** Begin Given passage **

Fake News Prediction with TensorFlow

title

In this blog post we will use TensorFlow, an open source platform for machine learning to predict fake news from a labeled dataset of news items.

§ Importing the Data

First, let’s import some basic packages.

# import packages
import pandas as pd
import numpy as np 
from matplotlib import pyplot as plt
# import the data from a url
url = "https://github.com/PhilChodrow/PIC16b/blob/master/datasets/fake_news_train.csv?raw=true"
data = pd.read_csv(url)
data.head()
  1. title : the title of the news item
  2. text : the text of the news item
  3. fake : the label for fake (1)/no fake (0)
  4. Unnamed:0 : we can discard this column as it is redundant
Unnamed: 0 title text fake
0 17366 Merkel: Strong result for Austria's FPO 'big c... German Chancellor Angela Merkel said on Monday... 0
1 5634 Trump says Pence will lead voter fraud panel WEST PALM BEACH, Fla.President Donald Trump sa... 0
2 17487 JUST IN: SUSPECTED LEAKER and “Close Confidant... On December 5, 2017, Circa s Sara Carter warne... 1
3 12217 Thyssenkrupp has offered help to Argentina ove... Germany s Thyssenkrupp, has offered assistance... 0
4 5535 Trump say appeals court decision on travel ban... President Donald Trump on Thursday called the ... 0

 

§ Splitting Data into Training & Test Sets

  1. Training Data: This dataset consists of X_train, y_train which contain the features and the output (fake column in our case) respectively. This data will be used to train our model.

  2. Validation Data: This dataset consists of X_val,y_val which contain the features and the output respectively. After training our model multiple times (or epochs) on the training data, we obtain the values of the optimized parameters. Testing our model on the validation data gives us an idea of the performance of the model on unseen data (testing data).

  3. Test Data: Using this data is the final stage of the ML pipeline. It is used to measure the model’s performance on unseen data and ultimately the model’s success in achieving the objective of the project.

We will create the training and validation from our main dataset and obtain the testing data from another url at last stage of our modeling process.

# import the package for splitting data
from sklearn.model_selection import train_test_split

x = data[["title","text"]] # the predictor columns
y = data[["fake"]]         # the response column

x_train, x_val, y_train, y_val = train_test_split(x,y, random_state = 10, test_size = 0.2) # make the datasets 

The training data constitutes 80% of the news items and validation the other 20%

print(x_train.shape, y_train.shape, x_val.shape, y_val.shape)

** End Given passage **
** Begin Data provided **

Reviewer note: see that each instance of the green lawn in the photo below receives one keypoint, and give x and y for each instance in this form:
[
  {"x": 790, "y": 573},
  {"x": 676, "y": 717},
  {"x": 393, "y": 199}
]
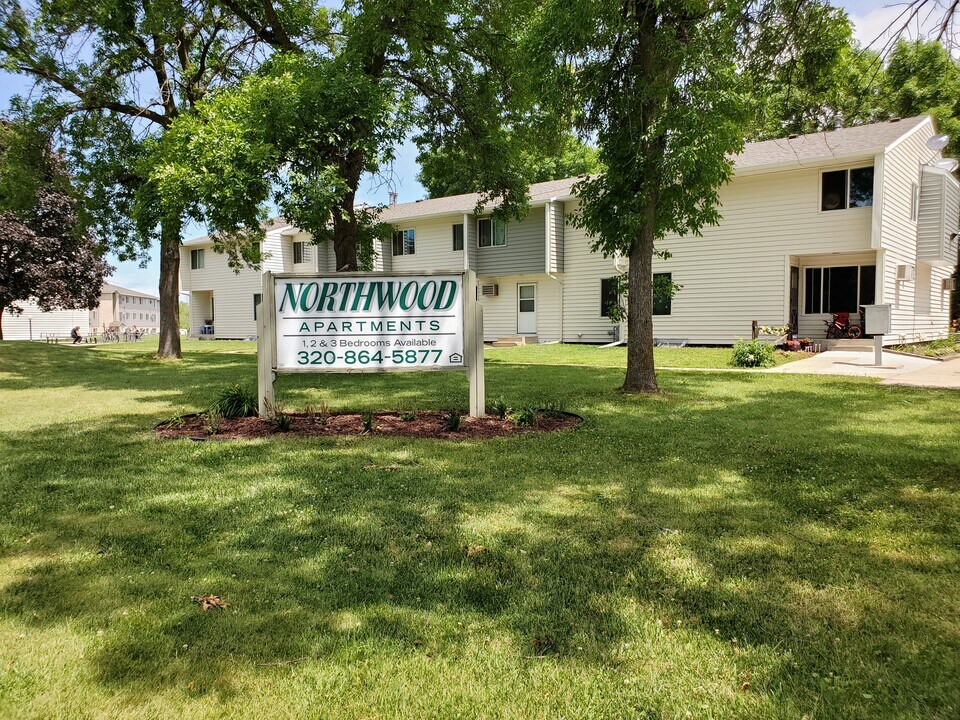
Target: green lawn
[{"x": 799, "y": 534}]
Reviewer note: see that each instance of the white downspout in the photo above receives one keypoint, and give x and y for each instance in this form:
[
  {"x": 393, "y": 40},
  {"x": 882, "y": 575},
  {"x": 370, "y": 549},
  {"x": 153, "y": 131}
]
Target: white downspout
[{"x": 550, "y": 246}]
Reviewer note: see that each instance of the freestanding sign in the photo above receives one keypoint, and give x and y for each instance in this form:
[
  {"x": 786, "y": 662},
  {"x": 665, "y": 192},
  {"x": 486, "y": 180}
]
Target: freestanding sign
[
  {"x": 876, "y": 318},
  {"x": 370, "y": 322}
]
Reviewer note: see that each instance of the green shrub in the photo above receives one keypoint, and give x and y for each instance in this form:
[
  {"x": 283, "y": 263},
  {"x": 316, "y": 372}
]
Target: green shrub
[
  {"x": 235, "y": 401},
  {"x": 753, "y": 353},
  {"x": 554, "y": 408},
  {"x": 451, "y": 421},
  {"x": 212, "y": 422},
  {"x": 279, "y": 418},
  {"x": 524, "y": 417}
]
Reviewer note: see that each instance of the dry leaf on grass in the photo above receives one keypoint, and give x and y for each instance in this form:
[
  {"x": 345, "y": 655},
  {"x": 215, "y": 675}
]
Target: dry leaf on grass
[
  {"x": 210, "y": 601},
  {"x": 475, "y": 550}
]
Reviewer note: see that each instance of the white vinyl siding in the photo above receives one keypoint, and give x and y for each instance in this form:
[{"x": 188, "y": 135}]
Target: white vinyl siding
[
  {"x": 920, "y": 308},
  {"x": 554, "y": 225},
  {"x": 230, "y": 294},
  {"x": 55, "y": 322}
]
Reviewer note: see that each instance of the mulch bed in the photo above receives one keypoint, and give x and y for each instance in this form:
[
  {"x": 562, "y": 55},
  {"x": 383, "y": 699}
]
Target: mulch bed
[{"x": 426, "y": 424}]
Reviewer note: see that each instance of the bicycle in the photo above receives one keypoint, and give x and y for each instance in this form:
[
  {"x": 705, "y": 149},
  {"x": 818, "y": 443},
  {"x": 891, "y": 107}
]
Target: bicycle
[{"x": 839, "y": 327}]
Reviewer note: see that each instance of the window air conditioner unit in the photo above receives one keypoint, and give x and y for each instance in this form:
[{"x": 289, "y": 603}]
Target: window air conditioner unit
[{"x": 906, "y": 273}]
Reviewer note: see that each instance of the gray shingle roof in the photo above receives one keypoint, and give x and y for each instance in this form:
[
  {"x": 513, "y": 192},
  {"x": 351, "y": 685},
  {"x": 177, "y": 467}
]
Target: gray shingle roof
[
  {"x": 845, "y": 142},
  {"x": 110, "y": 288},
  {"x": 861, "y": 139}
]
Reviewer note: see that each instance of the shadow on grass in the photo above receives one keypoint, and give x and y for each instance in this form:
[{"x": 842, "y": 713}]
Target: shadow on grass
[{"x": 771, "y": 516}]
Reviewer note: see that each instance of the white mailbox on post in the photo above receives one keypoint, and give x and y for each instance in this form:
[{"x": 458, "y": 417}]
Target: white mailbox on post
[{"x": 877, "y": 321}]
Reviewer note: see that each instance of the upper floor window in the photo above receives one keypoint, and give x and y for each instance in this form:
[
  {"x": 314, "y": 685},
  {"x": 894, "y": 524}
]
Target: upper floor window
[
  {"x": 491, "y": 232},
  {"x": 404, "y": 242},
  {"x": 842, "y": 189},
  {"x": 301, "y": 252}
]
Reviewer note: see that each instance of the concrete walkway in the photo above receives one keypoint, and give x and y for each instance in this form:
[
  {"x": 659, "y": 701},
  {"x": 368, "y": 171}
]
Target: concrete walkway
[
  {"x": 853, "y": 362},
  {"x": 941, "y": 374}
]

** End Data provided **

◆ Task prompt
Reproduce the fake news tutorial between "We will create" and "y_train.shape, x_val.shape, y_val.shape)", inclusive, changing "predictor columns" to "feature columns".

◆ Solution to the exercise
We will create the training and validation from our main dataset and obtain the testing data from another url at last stage of our modeling process.

# import the package for splitting data
from sklearn.model_selection import train_test_split

x = data[["title","text"]] # the feature columns
y = data[["fake"]]         # the response column

x_train, x_val, y_train, y_val = train_test_split(x,y, random_state = 10, test_size = 0.2) # make the datasets 

The training data constitutes 80% of the news items and validation the other 20%

print(x_train.shape, y_train.shape, x_val.shape, y_val.shape)